● **Work required**:
Every line of the records below from the line with "segment: person's hand holding phone" up to and including the line with "segment: tree bark" must be reproduced exactly, and no line outside that range.

● **The input**:
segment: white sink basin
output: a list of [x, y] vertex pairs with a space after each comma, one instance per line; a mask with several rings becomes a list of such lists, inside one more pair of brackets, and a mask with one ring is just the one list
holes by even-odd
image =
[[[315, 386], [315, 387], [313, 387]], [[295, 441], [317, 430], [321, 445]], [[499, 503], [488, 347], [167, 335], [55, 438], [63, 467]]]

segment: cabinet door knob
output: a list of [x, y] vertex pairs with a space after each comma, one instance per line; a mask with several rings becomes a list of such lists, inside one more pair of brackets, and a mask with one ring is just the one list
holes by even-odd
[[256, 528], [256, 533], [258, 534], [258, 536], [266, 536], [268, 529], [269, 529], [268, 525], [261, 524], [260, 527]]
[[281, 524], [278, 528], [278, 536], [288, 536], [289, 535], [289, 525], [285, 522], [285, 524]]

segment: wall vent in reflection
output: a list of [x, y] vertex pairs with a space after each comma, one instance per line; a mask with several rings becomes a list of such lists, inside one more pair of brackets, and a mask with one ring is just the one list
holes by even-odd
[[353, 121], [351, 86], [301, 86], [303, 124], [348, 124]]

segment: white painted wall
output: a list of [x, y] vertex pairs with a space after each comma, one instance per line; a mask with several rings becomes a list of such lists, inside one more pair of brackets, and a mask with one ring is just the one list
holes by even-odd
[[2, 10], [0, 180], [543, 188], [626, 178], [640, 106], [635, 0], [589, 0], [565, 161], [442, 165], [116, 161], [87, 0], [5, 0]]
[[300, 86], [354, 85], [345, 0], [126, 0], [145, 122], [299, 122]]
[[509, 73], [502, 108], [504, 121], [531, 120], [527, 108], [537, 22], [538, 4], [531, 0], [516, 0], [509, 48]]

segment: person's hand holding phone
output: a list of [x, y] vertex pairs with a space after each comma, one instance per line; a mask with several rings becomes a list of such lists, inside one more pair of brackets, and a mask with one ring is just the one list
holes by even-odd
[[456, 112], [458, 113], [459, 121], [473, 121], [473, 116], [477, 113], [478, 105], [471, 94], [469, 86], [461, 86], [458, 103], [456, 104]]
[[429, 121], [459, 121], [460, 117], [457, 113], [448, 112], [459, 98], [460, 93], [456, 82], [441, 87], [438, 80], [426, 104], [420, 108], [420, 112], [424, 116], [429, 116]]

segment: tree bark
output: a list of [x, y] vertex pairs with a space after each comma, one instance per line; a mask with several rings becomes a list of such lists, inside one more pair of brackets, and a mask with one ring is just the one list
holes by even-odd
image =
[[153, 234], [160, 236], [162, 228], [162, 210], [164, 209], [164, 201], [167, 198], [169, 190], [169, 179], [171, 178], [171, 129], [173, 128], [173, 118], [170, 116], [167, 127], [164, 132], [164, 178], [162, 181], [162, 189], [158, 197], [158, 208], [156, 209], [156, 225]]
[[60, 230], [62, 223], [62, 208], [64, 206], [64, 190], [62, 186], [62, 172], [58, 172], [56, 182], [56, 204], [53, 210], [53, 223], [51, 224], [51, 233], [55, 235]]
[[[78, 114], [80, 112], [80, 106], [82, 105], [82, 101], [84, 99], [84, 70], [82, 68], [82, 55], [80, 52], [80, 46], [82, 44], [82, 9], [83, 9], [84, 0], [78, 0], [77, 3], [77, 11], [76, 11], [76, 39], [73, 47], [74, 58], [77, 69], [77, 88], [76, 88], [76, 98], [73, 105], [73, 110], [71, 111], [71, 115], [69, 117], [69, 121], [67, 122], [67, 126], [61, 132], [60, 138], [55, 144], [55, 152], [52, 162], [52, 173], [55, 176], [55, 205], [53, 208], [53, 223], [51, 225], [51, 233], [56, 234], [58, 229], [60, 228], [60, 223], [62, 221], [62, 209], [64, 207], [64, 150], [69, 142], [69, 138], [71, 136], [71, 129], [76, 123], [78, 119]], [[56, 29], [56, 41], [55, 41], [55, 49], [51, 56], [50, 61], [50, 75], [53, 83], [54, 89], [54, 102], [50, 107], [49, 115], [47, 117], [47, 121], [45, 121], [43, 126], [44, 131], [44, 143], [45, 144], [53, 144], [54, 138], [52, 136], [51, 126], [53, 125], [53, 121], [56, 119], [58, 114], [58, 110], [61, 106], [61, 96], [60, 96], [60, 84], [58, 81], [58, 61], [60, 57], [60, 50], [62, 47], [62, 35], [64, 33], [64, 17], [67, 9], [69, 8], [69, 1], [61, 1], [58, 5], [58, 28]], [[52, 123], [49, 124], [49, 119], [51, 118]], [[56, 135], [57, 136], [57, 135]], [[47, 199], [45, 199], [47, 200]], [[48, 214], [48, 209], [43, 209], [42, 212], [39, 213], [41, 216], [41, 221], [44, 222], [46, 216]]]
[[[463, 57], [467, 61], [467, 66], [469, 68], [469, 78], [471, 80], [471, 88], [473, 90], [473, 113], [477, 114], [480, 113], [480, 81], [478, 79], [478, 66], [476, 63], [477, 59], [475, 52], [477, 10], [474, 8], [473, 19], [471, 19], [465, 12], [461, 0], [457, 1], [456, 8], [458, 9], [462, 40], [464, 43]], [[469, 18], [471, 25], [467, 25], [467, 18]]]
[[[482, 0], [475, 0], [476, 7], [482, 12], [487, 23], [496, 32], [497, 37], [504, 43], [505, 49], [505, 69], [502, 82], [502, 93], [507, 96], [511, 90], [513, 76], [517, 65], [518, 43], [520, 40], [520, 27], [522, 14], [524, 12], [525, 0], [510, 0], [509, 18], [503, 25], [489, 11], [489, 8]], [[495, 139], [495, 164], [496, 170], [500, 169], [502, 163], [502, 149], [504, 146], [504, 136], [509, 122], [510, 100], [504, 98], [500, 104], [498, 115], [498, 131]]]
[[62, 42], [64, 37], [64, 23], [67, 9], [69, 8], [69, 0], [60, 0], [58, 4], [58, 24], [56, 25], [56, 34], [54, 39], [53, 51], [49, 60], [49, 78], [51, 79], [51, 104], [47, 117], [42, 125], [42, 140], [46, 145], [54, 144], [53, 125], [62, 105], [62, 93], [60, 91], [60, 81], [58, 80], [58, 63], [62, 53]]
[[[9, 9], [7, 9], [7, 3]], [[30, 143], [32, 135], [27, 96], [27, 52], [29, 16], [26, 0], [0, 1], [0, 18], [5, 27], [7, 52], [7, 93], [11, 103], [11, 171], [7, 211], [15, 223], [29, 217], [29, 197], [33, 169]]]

● **Response to this exercise**:
segment: person's hand holding phone
output: a list of [x, y] vertex pairs with a space after each comma, one instance per line; a mask with several rings becomes a list of such lists, inside one more pair of brackets, and a mask with one ring is just the one list
holes by even-odd
[[456, 112], [458, 113], [459, 121], [473, 121], [473, 116], [477, 113], [478, 105], [471, 94], [469, 86], [461, 86], [458, 103], [456, 104]]
[[429, 121], [459, 121], [460, 117], [457, 113], [448, 112], [459, 98], [460, 93], [456, 82], [441, 87], [438, 80], [426, 104], [420, 108], [420, 112], [424, 116], [429, 116]]

segment: tree bark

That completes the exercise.